JOB 1: Decide whether each statement agrees with the apartment insurance article, answering yes or no and quoting the deciding words: (a) Named-peril insurance covers all risks except those explicitly excluded. (b) Greystar oversees insurance for more than 48,000 apartment units. (c) Carlton Einsel is a partner at Kilpatrick Townsend & Stockton LLP.
JOB 2: Print the part of the apartment insurance article that opens with the words containing "Surely every property" and closes with "right insurance broker.".
JOB 3: In the apartment insurance article, what three categories does experts' advice on proper insurance protection typically fall into?

QUOTED PASSAGE:
Surely every property owner’s nightmares must include finding out in
the aftermath of a hurricane, fire or a lawsuit that insurance does not
cover the costs. What a disaster! Apartment owners must be very careful
to risk-manage properly and make sure their assets have the correct
insurance policies.
Experts’ advice for ensuring proper insurance protection for
apartment properties typically fall into three categories: Making sure
that the right type of insurance is purchased, ensuring that enough
coverage is purchased and selecting the right insurance broker.
Simply opting for the policy with the lowest premium “just because
they are trying to save money” is one of the most common pitfalls of
apartment owners, says Carlton Einsel, executive vice president of The
Donaldson Group, a third-party apartment manager. “But people do that,”
he adds.
According to attorney Barry Fleishman, partner at Kilpatrick Townsend
& Stockton LLP, the most typical missteps apartment companies can
make include not adequately understanding the coverage, not reviewing
the actual policy terms with their brokers and legal counsel, and
failing to compare losses in the past to their current coverage.
Insurance is a very difficult and complex field, says Fleishman, and the
risk manager or CFO should work closely with the broker and/or an
insurance attorney to make sure there are no unintended gaps in the
protection.
What type of insurance to purchase
First, apartment owners need to ensure the correct type of insurance
is acquired. Experts advise that owners purchase all-risk—rather than
named-peril—insurance, whether the insurance is third-party property
insurance or general liability insurance. This is because named-peril
insurance covers only risks that are specifically named, whereas
all-risk insurance covers all risks except those explicitly excluded.
Property owners should also be careful to have policies that reimburse
at replacement cost—and that cover business interruption.
“Buy broad, all-risk, policies, rather than named-peril policies,”
says Steve Cataldo, director of risk management at Greystar, which
oversees insurance for a management portfolio of more than 48,000
apartment units.

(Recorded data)
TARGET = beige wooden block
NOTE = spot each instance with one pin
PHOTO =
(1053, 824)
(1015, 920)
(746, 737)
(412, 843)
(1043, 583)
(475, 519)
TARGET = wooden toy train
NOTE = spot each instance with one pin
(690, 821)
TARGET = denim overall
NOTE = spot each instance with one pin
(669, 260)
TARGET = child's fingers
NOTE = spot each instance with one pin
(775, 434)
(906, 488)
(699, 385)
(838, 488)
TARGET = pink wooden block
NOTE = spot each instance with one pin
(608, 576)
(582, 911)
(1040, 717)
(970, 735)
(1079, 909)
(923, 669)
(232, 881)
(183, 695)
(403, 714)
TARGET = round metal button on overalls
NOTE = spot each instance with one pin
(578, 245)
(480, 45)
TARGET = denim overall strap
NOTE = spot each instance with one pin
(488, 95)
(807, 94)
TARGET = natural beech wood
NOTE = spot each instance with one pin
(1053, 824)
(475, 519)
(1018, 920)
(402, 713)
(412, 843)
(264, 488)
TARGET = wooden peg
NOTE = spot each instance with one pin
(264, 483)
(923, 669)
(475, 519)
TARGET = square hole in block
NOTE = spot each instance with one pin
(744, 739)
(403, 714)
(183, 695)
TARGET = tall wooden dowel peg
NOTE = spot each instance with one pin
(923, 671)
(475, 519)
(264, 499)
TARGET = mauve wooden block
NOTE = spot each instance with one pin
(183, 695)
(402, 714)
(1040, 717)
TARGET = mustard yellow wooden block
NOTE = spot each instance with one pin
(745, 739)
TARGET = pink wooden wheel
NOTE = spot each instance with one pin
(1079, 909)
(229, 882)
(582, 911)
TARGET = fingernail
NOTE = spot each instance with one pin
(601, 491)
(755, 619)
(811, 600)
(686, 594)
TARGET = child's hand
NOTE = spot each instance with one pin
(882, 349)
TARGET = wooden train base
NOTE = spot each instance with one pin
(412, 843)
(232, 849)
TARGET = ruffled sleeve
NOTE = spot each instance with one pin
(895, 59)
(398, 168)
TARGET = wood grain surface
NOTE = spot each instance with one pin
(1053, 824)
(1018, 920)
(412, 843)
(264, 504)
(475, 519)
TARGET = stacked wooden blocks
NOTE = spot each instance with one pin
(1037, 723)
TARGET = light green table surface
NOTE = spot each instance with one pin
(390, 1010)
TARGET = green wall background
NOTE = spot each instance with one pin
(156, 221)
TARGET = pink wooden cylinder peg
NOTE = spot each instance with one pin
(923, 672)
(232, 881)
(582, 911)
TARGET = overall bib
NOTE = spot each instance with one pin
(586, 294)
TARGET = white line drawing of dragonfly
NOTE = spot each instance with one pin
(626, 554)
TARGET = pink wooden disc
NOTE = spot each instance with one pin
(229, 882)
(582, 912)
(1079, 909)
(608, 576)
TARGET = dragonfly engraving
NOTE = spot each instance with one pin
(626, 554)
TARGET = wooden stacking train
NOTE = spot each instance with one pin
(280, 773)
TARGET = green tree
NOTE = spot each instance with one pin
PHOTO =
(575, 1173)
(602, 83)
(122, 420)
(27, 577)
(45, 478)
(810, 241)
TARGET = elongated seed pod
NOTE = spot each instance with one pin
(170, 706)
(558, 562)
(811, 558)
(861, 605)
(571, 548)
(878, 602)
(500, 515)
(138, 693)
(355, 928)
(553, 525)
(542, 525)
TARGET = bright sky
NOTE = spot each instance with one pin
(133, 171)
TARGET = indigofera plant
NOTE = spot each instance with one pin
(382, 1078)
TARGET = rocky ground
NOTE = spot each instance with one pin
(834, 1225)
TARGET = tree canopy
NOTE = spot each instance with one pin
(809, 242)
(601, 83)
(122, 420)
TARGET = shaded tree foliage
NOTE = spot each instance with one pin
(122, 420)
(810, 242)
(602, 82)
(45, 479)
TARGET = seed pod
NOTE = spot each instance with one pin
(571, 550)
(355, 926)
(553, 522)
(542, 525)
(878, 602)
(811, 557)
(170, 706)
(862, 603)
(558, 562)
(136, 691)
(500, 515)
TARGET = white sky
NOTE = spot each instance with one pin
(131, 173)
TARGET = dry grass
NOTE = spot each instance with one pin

WORKED ANSWER 1:
(a) No: "named-peril insurance covers only risks that are specifically named"
(b) Yes: "oversees insurance for a management portfolio of more than 48,000 apartment units"
(c) No: "Carlton Einsel, executive vice president of The Donaldson Group"

WORKED ANSWER 2:
Surely every property owner’s nightmares must include finding out in
the aftermath of a hurricane, fire or a lawsuit that insurance does not
cover the costs. What a disaster! Apartment owners must be very careful
to risk-manage properly and make sure their assets have the correct
insurance policies.
Experts’ advice for ensuring proper insurance protection for
apartment properties typically fall into three categories: Making sure
that the right type of insurance is purchased, ensuring that enough
coverage is purchased and selecting the right insurance broker.

WORKED ANSWER 3: Making sure the right type of insurance is purchased, ensuring that enough coverage is purchased, and selecting the right insurance broker.